EXERCISE PROMPT: Make an exact copy of all the entries, with the pictures left out.

*** EXTRACTED MATERIAL Section Begins ***

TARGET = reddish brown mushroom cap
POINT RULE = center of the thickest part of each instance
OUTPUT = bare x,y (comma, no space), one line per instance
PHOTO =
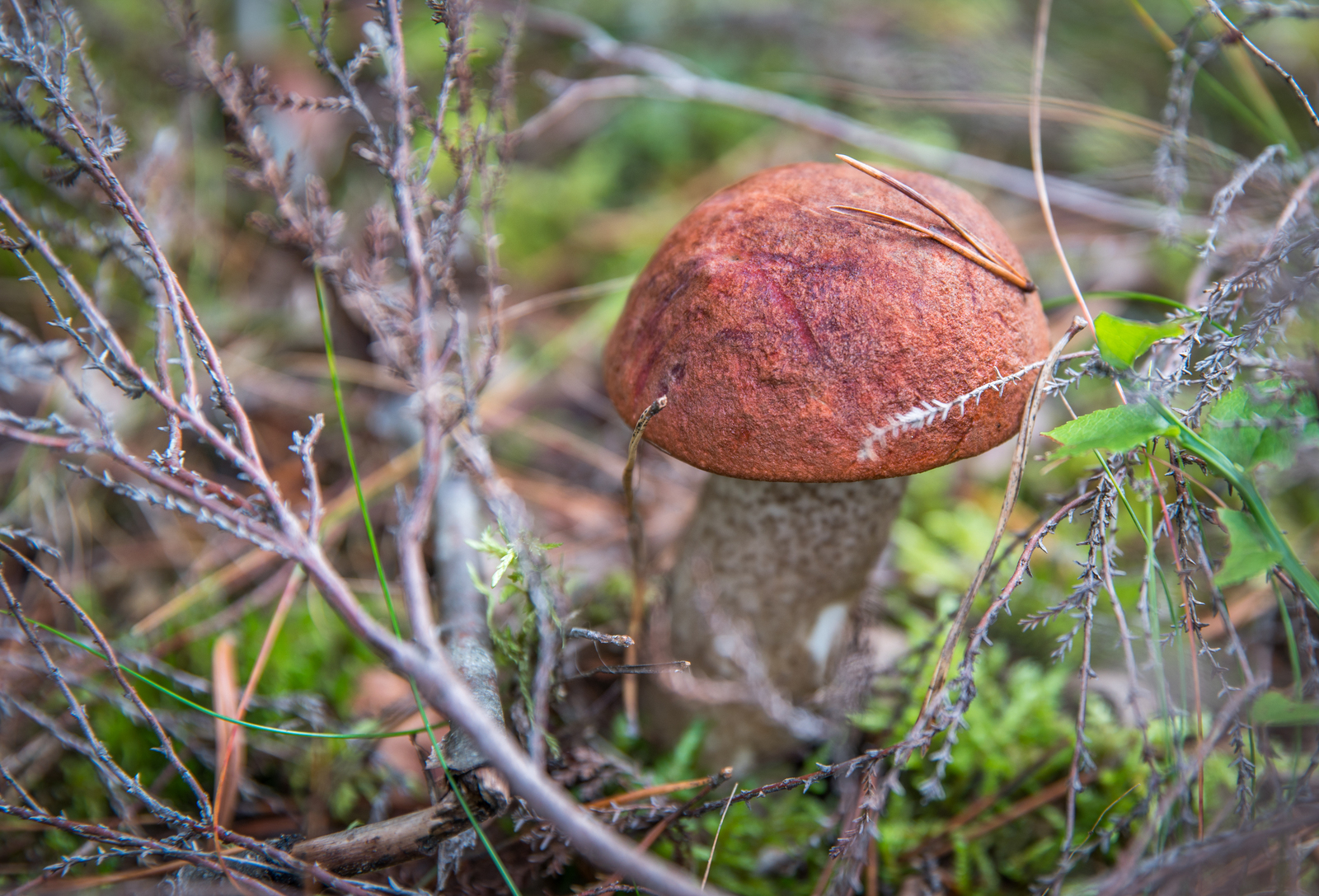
782,331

*** EXTRACTED MATERIAL Section Ends ***

ANSWER TO THIS PROBLEM:
TARGET = reddish brown mushroom cap
POINT RULE = center of the thickest part of each instance
OUTPUT = bare x,y (comma, no space), one line per instance
PHOTO =
782,331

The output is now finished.